What to work on:
1 > Decide whether each statement below agrees with the excerpt about eating locally raised meat: (a) The writer eats large portions of meat. (b) The animals were killed at an abattoir only a few kilometres away. (c) The writer says the piece is about employment. Answer yes or no for each, quoting the deciding words of the excerpt.
2 > Continue the excerpt about eating locally raised meat from its final sentence.

Excerpt:
::::::
I was given some of the meat. I hate the thought of that cow's body being turned into blood and bone at the abattoir. To me, the ideal use for a dead cow is to share it amongst friends and eat it. Then the remains are turned into blood and bone at the abattoir and sold by the trailer load.

Barely a drop of fuel in that 10 years was used to care for, kill, butcher and share this cow. Same could be said of the turkey I ate at Christmas time and the rooster, pork and beef I have bought since I came to live here. A few animals kept by caring people,  on farms almost visible from my garden and killed at the Cradoc abattoir only a few kilometres up the road. I eat small serves of meat and these opportunities to buy from friends and neighbours are sufficient for my needs.

Compare the above with someone who gets their protein in other ways than meat and tell me that it is less harmful to the animals of the earth. As I see it, the more processing and transporting that is done, the more harm is done. Processing and transporting and big ag require a lot of mining to get the ore to make the metal to make the machines and all the parts have to be brought to some location and assembled before anything can happen. All this requires land to be cleared, buildings to be erected and people to drive daily to work at the mines and shops and factories..... and so on and so on. (This piece is not about employment, it is about doing harm to the earth and its life.) Consider a bag of tofu and all the people, machines and oil involved in getting it onto your supermarket shelf; all the invisible deaths due to land clearing, oil extraction, manufacturing and road kill....
::::::
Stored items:
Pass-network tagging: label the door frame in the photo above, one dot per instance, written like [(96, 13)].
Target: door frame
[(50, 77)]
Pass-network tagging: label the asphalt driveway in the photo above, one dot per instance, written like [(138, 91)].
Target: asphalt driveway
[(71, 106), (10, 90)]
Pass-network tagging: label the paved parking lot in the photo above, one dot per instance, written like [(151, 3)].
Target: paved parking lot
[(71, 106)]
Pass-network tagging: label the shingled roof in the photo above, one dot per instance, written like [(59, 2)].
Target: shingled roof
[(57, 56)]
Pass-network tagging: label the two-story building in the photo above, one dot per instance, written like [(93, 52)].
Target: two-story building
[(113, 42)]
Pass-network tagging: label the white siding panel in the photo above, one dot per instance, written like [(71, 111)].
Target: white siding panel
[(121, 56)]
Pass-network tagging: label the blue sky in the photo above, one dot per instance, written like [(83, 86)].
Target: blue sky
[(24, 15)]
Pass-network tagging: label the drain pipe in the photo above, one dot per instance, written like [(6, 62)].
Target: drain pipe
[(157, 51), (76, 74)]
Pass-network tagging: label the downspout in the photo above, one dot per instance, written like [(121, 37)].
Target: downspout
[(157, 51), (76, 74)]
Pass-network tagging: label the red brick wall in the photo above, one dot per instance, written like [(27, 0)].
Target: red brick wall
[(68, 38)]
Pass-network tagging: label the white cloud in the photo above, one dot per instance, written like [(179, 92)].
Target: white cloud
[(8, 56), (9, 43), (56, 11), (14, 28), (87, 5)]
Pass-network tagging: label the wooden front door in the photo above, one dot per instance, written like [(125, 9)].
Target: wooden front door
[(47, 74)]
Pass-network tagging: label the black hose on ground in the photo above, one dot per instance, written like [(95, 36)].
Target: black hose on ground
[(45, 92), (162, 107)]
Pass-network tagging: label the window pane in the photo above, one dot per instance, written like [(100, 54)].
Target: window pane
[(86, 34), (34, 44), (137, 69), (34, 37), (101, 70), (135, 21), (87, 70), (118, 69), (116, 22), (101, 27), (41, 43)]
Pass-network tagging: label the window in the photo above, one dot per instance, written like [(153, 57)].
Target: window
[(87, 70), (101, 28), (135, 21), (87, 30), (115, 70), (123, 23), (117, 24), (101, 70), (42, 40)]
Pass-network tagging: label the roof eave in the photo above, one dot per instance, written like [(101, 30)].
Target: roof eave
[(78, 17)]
::::::
Solved tasks:
1 >
(a) No: "I eat small serves of meat"
(b) Yes: "killed at the Cradoc abattoir only a few kilometres up the road"
(c) No: "This piece is not about employment"

2 >
I have lots of friends who are vegetarian and I do not for a moment want them to think I am criticising them. No. Everyone has the right to choose. But they must be informed choices, not emotional ones, if those choices are made in order to do least harm. We are especially lucky here in this part of the world to have food growing all around us. There is not one right answer for everyone in the world so it is necessary to weigh up each situation, remembering to look out beyond the final product on the shelf, all the way back to its source.

Eat, think and be merry.

5 comments:

Tanya Murray said...

Well said. I met quite a few vegetarians at the National Green conference who said meat was bad for the environment (and it is in the megalomaniac meat at every meal and slapped cheaply in fast food bun way)but at the same time these same Green vegetarians were happily eating tomatoes in winter and oranges from California! By all means be vegetarian or carnivore BUT make sensible conscious choices.

africanaussie said...

Very well said Kate. Variety in colour, texture and taste is recommended to get our full spectrum of minerals and vitamins. I think the more varied our diets the better, and the beef that you got, raised so close to home must have been very tasty and nourishing. It is in the large scale farming of anything that we have really failed.

Apple Island Wife said...

All good thoughts. Being mindful of where your meat comes from, if you choose to eat meat, is a great thing to do, and it's easy here in Tasmania. I love knowing that when I buy from my local butcher it's local meat. Sometimes I know which farm it's come from. Like you, we buy produce from friends, and soon we'll have our own to share when the piglets are grown. Living in the country and seeing the growing and producing of all foodstuffs changes the way you think. For the better, I believe.

chaiselongue1 said...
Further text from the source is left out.